[Task details] Print exactly those lines that run from the beginning of the data to the line bearing "find mist over", inclusive.

□ □ □ □ □ □ □

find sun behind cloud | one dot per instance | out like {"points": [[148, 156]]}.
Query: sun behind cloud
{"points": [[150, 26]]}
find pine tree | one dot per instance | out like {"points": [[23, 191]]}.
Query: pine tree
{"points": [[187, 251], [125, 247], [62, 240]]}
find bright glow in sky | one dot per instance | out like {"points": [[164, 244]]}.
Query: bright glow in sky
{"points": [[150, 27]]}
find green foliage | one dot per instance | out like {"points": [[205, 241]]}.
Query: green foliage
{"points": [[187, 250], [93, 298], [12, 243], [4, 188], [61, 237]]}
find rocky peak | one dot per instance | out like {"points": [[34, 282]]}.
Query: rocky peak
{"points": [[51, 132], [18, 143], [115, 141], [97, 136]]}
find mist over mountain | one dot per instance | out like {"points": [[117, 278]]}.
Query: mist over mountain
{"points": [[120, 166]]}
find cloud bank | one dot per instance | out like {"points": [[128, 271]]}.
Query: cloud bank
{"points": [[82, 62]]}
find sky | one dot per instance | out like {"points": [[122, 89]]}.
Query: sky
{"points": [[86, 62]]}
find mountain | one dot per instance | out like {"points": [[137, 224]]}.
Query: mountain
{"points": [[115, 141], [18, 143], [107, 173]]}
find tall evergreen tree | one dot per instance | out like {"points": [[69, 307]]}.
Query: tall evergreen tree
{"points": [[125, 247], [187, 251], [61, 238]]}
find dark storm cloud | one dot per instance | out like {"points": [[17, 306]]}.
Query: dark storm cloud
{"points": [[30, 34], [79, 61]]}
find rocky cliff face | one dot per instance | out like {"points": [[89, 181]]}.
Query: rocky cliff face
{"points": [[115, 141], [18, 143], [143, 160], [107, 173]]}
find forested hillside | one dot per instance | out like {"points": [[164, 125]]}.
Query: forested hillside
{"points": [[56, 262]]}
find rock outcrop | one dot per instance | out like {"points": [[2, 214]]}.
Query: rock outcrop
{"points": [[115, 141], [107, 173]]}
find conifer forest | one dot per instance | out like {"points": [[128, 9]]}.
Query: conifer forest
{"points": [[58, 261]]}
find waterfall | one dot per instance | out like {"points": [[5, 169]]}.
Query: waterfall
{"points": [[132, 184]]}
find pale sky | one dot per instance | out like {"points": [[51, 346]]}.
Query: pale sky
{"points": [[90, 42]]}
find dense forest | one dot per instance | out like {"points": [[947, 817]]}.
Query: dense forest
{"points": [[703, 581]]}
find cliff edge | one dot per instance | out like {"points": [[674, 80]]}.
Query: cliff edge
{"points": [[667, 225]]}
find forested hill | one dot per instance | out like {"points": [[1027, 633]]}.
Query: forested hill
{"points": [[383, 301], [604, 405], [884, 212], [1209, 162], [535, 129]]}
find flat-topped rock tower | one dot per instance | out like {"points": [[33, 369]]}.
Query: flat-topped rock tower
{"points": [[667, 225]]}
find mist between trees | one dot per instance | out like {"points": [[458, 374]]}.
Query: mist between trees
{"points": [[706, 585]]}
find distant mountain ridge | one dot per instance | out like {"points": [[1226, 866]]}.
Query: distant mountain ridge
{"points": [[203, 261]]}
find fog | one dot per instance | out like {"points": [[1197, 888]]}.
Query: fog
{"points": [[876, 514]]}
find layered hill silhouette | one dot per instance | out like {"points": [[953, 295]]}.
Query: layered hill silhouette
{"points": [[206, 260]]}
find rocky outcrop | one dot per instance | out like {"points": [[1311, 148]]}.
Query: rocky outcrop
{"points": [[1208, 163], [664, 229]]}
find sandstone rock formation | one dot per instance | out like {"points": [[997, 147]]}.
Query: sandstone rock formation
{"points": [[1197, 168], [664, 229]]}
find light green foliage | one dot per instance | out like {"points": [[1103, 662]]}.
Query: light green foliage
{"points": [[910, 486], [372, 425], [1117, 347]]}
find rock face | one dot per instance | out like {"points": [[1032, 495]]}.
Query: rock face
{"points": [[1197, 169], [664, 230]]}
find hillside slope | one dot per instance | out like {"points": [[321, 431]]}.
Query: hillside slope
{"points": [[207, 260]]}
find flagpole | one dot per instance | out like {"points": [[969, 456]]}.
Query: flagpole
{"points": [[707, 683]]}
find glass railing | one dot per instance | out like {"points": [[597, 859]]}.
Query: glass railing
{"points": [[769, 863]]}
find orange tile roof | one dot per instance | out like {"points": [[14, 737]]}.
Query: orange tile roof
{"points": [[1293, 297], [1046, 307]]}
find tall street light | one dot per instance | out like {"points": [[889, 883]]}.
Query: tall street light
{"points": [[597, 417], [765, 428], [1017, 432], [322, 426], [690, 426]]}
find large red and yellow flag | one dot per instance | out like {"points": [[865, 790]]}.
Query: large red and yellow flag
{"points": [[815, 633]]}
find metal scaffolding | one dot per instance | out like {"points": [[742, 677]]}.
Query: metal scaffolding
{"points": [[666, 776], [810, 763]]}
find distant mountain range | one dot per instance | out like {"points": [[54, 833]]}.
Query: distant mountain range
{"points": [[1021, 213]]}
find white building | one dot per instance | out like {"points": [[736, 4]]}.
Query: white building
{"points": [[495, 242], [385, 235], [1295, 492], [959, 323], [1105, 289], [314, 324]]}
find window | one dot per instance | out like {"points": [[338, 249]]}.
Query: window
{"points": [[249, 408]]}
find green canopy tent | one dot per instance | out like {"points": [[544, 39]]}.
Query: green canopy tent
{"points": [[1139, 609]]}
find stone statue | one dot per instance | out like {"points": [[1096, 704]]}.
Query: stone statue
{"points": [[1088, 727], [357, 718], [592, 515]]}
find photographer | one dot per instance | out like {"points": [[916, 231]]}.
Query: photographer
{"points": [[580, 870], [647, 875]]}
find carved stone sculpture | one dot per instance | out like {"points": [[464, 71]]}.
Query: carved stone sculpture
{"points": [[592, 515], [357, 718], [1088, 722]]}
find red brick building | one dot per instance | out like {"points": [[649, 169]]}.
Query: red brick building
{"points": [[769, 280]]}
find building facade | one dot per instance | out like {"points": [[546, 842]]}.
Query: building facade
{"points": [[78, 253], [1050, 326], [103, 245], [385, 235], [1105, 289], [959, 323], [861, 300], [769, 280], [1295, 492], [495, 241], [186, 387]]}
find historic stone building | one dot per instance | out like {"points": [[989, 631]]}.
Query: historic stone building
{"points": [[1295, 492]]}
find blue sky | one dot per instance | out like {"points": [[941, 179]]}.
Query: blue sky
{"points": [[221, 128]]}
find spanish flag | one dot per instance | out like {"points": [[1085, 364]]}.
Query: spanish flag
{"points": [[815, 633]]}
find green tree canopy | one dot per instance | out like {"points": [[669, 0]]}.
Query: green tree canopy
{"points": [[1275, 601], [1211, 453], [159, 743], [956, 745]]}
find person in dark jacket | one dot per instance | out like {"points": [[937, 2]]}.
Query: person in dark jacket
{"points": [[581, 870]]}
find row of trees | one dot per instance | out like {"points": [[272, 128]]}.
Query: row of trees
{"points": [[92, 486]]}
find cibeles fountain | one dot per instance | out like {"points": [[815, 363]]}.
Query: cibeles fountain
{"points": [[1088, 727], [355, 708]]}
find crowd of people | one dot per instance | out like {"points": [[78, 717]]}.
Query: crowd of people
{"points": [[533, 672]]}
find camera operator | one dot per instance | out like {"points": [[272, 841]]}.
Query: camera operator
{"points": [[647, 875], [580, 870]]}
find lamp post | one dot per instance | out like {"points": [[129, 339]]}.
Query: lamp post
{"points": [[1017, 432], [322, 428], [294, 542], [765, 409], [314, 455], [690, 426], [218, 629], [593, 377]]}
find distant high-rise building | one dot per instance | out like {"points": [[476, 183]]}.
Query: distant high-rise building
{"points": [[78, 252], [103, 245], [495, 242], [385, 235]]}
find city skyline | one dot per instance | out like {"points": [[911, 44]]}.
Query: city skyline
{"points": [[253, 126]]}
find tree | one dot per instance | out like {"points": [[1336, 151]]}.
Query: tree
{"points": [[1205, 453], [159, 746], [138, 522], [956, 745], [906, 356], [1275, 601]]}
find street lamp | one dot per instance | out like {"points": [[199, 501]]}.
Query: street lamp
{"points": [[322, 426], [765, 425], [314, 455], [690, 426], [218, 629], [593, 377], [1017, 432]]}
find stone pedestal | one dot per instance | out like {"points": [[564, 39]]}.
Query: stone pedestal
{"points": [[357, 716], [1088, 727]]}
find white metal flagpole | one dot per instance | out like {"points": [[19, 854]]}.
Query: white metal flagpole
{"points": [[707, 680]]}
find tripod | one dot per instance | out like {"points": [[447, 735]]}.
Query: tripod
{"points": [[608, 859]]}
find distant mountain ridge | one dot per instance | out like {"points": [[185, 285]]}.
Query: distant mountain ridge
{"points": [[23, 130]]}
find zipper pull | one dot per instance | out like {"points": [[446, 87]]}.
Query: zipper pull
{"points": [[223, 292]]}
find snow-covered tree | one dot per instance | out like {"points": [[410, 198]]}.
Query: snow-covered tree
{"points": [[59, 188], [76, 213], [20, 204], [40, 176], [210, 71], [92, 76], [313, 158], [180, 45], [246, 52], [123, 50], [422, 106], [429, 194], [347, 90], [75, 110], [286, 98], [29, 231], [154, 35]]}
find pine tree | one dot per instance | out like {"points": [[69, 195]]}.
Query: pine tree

□ □ □ □ □ □ □

[Answer to this problem]
find sun behind cloud | one dot per instance | out like {"points": [[148, 156]]}.
Query: sun behind cloud
{"points": [[150, 26]]}
find pine tree | one dot per instance | out like {"points": [[23, 191]]}.
Query: pine tree
{"points": [[187, 251], [125, 247], [62, 240]]}
find bright glow in sky | one dot per instance | out like {"points": [[164, 244]]}.
Query: bright glow in sky
{"points": [[150, 27]]}
find green foliage | one dot per instance | out like {"points": [[205, 241]]}.
Query: green foliage
{"points": [[187, 250], [93, 298], [12, 243], [4, 188], [61, 237]]}
find rocky peak | one dot per instance | out like {"points": [[34, 282]]}.
Query: rocky peak
{"points": [[51, 132], [18, 143], [115, 141], [97, 136]]}
find mist over mountain | one dot per instance | out like {"points": [[117, 278]]}.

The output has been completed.